## SELECTED TEXT
[Start of Attachment]
What is oxytocin and how is it used?
Published Friday, March 29, 2019 10:00PM EDT
Last Updated Saturday, March 30, 2019 5:10PM EDT
Oxytocin is a drug commonly used to induce or speed up labour in pregnant women. It’s administered as an IV infusion to create uterine contractions to help deliver the baby.
According to the Institute for Safe Medication Practices Canada (ISMP), it is a “valuable, time-tested drug” that, if used incorrectly, can cause harm to the patient.
“The oxytocin dose and response to treatment need to be carefully monitored. This means monitoring both the mom and baby,” ISMP Canada CEO Carolyn Hoffman told CTV News in an emailed statement.
She said oxytocin can cause contractions that are too strong and too long and if this happens it can result in decreased blood flow to the uterus, putting the mother and baby in danger.
[End of Attachment]
## PROMPT
Write the next part of the article on oxytocin, picking up after its final sentence. The entries are a separate set of material with no connection to the oxytocin article.

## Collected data
[Start of Attachment]
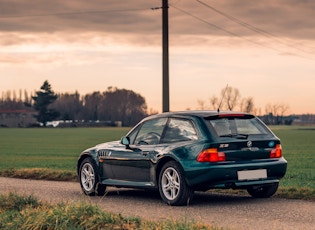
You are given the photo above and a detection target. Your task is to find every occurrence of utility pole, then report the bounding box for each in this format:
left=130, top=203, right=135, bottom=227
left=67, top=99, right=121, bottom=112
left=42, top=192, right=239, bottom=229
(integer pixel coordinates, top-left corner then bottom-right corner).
left=162, top=0, right=170, bottom=112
[End of Attachment]
## OUTPUT
When the fetus is deemed to be in distress during labour, an emergency C-section may be required.
The ISMP says intravenous oxytocin is on the list of “high-alert” medications, which have a “heightened risk” of causing significant harm if the drug is not administered properly.
Serious side-effects of improperly administered oxytocin can include rupture of the uterus, a very slow heart rate, or retinal hemorrhage in the baby.
Oxytocin is used around the world and it is on the World Health Organization’s list of essential medicines.